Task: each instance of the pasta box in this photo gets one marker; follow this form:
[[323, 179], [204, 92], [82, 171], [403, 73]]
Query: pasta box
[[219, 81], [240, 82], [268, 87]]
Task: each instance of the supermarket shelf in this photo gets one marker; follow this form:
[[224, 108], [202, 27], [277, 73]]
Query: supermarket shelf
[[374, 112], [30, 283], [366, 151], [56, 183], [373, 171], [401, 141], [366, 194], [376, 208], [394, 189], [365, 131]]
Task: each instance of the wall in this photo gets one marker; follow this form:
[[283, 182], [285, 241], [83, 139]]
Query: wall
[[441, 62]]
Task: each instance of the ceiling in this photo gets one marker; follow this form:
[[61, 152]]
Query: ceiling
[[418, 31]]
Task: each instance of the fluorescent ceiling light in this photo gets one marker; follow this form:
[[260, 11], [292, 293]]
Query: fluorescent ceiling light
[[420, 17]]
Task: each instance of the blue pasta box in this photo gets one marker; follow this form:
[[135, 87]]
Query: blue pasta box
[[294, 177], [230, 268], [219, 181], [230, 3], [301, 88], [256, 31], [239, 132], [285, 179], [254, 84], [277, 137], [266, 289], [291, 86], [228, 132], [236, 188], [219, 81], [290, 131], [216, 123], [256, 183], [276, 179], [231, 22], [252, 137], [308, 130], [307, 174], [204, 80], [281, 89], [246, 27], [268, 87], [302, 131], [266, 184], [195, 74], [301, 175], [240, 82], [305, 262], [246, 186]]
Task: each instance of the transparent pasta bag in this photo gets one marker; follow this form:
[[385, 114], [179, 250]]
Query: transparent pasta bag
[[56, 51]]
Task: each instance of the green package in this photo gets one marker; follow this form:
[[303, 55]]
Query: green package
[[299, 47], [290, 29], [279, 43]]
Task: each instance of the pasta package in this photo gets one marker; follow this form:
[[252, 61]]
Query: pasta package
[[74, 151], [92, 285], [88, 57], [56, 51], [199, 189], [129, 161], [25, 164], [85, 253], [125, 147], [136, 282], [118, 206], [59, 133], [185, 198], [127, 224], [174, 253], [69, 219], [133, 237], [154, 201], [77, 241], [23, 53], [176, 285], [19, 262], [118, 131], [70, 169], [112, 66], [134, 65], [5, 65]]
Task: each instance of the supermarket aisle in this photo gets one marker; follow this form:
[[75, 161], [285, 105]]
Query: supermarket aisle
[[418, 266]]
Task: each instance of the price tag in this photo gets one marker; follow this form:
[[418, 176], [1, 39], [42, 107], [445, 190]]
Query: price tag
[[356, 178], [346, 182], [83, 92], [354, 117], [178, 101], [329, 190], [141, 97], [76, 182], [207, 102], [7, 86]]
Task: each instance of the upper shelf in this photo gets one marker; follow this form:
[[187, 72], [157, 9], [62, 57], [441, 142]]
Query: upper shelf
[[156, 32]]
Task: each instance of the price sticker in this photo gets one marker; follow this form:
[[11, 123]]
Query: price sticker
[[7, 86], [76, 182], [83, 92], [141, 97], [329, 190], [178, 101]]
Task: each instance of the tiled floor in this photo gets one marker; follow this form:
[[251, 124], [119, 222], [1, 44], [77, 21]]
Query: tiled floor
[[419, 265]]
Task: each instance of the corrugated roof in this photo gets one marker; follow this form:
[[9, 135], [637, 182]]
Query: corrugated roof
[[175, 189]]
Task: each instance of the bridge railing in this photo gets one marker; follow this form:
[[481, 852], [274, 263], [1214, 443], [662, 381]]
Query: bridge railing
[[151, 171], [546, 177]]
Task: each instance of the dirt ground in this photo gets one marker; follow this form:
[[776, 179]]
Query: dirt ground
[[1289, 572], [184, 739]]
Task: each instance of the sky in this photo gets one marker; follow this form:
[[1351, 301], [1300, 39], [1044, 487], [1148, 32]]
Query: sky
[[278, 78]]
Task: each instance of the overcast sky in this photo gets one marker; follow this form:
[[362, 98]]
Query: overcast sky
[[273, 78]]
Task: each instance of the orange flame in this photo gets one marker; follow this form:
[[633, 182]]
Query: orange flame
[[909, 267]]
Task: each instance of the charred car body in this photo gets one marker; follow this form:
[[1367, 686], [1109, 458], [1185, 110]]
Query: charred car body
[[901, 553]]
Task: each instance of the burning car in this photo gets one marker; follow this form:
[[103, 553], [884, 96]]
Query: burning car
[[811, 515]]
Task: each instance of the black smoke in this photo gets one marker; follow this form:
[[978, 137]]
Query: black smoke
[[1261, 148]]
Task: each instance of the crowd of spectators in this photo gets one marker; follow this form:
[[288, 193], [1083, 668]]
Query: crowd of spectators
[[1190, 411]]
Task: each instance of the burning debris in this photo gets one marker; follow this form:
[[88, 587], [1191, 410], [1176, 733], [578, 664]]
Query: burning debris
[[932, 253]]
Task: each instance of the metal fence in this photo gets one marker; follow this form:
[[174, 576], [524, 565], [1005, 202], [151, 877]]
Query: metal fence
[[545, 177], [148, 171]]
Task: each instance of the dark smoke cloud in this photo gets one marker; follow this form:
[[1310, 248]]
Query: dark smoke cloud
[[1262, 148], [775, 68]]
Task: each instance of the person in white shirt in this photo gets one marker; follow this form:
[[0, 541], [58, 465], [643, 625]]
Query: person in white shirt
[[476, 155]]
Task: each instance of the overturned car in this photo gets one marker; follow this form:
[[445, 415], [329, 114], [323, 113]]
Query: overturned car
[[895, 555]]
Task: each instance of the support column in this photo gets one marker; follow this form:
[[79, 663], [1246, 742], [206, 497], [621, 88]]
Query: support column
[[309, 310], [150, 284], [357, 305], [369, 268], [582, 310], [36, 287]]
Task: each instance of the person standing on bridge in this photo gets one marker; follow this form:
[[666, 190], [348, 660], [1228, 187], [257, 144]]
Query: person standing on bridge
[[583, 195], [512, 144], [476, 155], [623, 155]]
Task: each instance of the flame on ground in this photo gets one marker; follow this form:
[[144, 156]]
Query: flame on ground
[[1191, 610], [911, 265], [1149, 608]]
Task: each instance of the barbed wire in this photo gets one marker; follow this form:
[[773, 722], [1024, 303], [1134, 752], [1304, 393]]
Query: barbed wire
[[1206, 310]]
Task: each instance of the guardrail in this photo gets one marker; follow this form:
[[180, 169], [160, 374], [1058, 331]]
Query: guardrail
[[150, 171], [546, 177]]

= = = = = = =

Write out all of the data above again, character for character.

Task: each instance of the pasta box in this photo gets one marker; follow this form:
[[323, 179], [204, 92], [82, 171], [403, 73]]
Query: pasta box
[[219, 81], [240, 82], [268, 87]]
Task: each instance of the supermarket shelf in this photo gets one marker; follow this form:
[[224, 108], [202, 27], [277, 73]]
Query: supermarket shelf
[[374, 112], [30, 283], [366, 151], [56, 183], [373, 171], [401, 141], [366, 194], [376, 208], [394, 189], [365, 131]]
Task: each instance of the wall in this photo gets one marker; follow this form:
[[283, 182], [285, 241], [83, 139]]
Query: wall
[[441, 62]]
Task: each instance of the ceiling in this photo gets one marker; follow this form:
[[61, 152]]
Query: ceiling
[[418, 31]]
Task: each instance of the fluorescent ceiling light in this photo gets one marker; follow this form:
[[260, 11], [292, 293]]
Query: fluorescent ceiling light
[[420, 17]]
Task: each instance of the blue pasta box in this photo gets one marker; follow this form:
[[135, 87]]
Query: blue pasta box
[[294, 177], [230, 268], [219, 181], [230, 3], [301, 88], [256, 31], [239, 132], [285, 179], [254, 84], [277, 137], [266, 289], [291, 86], [228, 132], [236, 188], [219, 81], [290, 131], [216, 123], [256, 183], [276, 179], [231, 22], [252, 137], [308, 130], [307, 174], [204, 80], [281, 89], [246, 27], [268, 87], [302, 131], [266, 184], [195, 74], [301, 175], [240, 82], [305, 262], [246, 186]]
Task: each instance of the transparent pasta bag in this photo gets one marker; follow this form:
[[385, 114], [179, 250]]
Query: transparent pasta bag
[[56, 51]]
Task: each instance of the green package in this photo gets one marker; follow this form:
[[303, 55]]
Query: green package
[[299, 47], [290, 29], [279, 43]]
Task: each instance of the pasta package in this photo gets one marker; follow this form:
[[252, 61]]
Query: pasta package
[[74, 151], [92, 285], [88, 57], [56, 51], [199, 189], [129, 161], [25, 164], [85, 253], [125, 147], [136, 282], [118, 206], [59, 133], [185, 198], [127, 224], [174, 253], [69, 219], [133, 237], [154, 201], [77, 241], [23, 53], [176, 285], [19, 262], [118, 131], [70, 169], [112, 66], [134, 65], [5, 65]]
Task: each instance of the supermarket aisle in this photo gets one marker; follow this form:
[[75, 161], [285, 105]]
Query: supermarket aisle
[[418, 266]]
Task: each instance of the price tag in this photo gets one marker; follow this form:
[[418, 176], [1, 39], [42, 107], [445, 190]]
Query: price tag
[[356, 178], [346, 182], [83, 92], [354, 117], [178, 101], [329, 190], [141, 97], [76, 182], [207, 102], [7, 86]]
Task: each instance of the upper shelf in this photo gets one marker; follow this form:
[[187, 72], [157, 9], [62, 57], [441, 142]]
Query: upper shelf
[[156, 32]]
Task: each instance of the price sticker in this photo gets one marker; follow this form:
[[11, 123]]
Query: price sticker
[[7, 86], [76, 182], [83, 92], [141, 97], [329, 190], [178, 101]]
Task: each instance of the tiled floor in this photo gets one marker; follow this form:
[[251, 124], [119, 222], [1, 44], [77, 21]]
Query: tiled floor
[[419, 265]]
Task: each instance of the corrugated roof in this photo gets one marker; follow this form:
[[9, 135], [637, 182]]
Query: corrugated roof
[[175, 189]]
Task: each instance of the bridge railing in this photo gets one marker; follow this form:
[[481, 852], [274, 263], [1214, 443], [662, 381]]
Query: bridge railing
[[151, 171], [546, 177]]
Task: each instance of the dirt ground in this photo gets one marker; follow this form:
[[776, 179]]
Query: dirt ground
[[1289, 572], [184, 739]]
Task: each instance of the sky in this photo gets one marker; follow this form:
[[1351, 301], [1300, 39], [1044, 487], [1148, 32]]
Query: sky
[[278, 78]]
Task: each instance of the overcast sky in this photo gets one marker; follow this form:
[[362, 98]]
Query: overcast sky
[[273, 78]]
Task: each instance of the orange flame in this photo gets one marker; follow this form:
[[633, 182]]
Query: orange flame
[[909, 267]]
Task: each instance of the charred car body in this photo gets one marker; follow this form:
[[1367, 686], [1109, 458], [1185, 110]]
Query: charred car body
[[901, 553]]
Task: each instance of the burning car in this photo gets one marker; follow this form:
[[103, 553], [884, 96]]
Query: burning car
[[811, 515]]
Task: each instance of the black smoke in this photo gets one marker; follow this form:
[[978, 137]]
Query: black smoke
[[1261, 148]]
Task: each instance of the crowd of spectators in this photo gets one marker; follow this form:
[[288, 193], [1083, 668]]
Query: crowd of spectators
[[1190, 411]]
Task: each instance of the burning debris in this photo gets one marker; follow this form:
[[88, 587], [1191, 410], [1176, 733], [578, 664]]
Query: burning debris
[[932, 253]]
Task: each instance of the metal fence in this photo gets one marker; follow this form:
[[174, 576], [524, 565], [1005, 202], [151, 877]]
Query: metal fence
[[545, 177], [148, 171]]
Task: each instance of the dark smoke cloud in this photo gets one marker; follow this form:
[[1310, 248]]
Query: dark smoke cloud
[[1262, 148], [775, 68]]
Task: each instance of the person in white shirt in this photo gets one marker; follow this form:
[[0, 541], [58, 465], [643, 625]]
Query: person in white shirt
[[476, 155]]
Task: each instance of the overturned car in this photo gets one marker; follow this form:
[[445, 415], [329, 114], [323, 113]]
Query: overturned car
[[895, 555]]
Task: each instance of the support column in this photo gets one marker; follow this form:
[[79, 663], [1246, 742], [206, 497], [621, 88]]
Query: support column
[[309, 310], [150, 284], [357, 305], [369, 268], [582, 310], [36, 287]]
Task: each instance of the person standing on bridge in this photo gets one marker; follow this form:
[[666, 190], [348, 660], [1228, 187], [257, 144]]
Query: person standing on bridge
[[583, 195], [512, 144], [476, 155], [623, 155]]
Task: each instance of the flame on ground in this photo gets one marker; follow this form:
[[144, 156]]
Query: flame on ground
[[1191, 610], [911, 265], [1149, 608]]
Task: each instance of the barbed wire in this photo gets one marker; follow this form:
[[773, 722], [1024, 303], [1134, 752], [1304, 393]]
Query: barbed wire
[[1206, 310]]
Task: each instance of the guardrail in this photo gets one marker; follow this form:
[[180, 169], [160, 374], [1058, 331]]
Query: guardrail
[[150, 171], [546, 177]]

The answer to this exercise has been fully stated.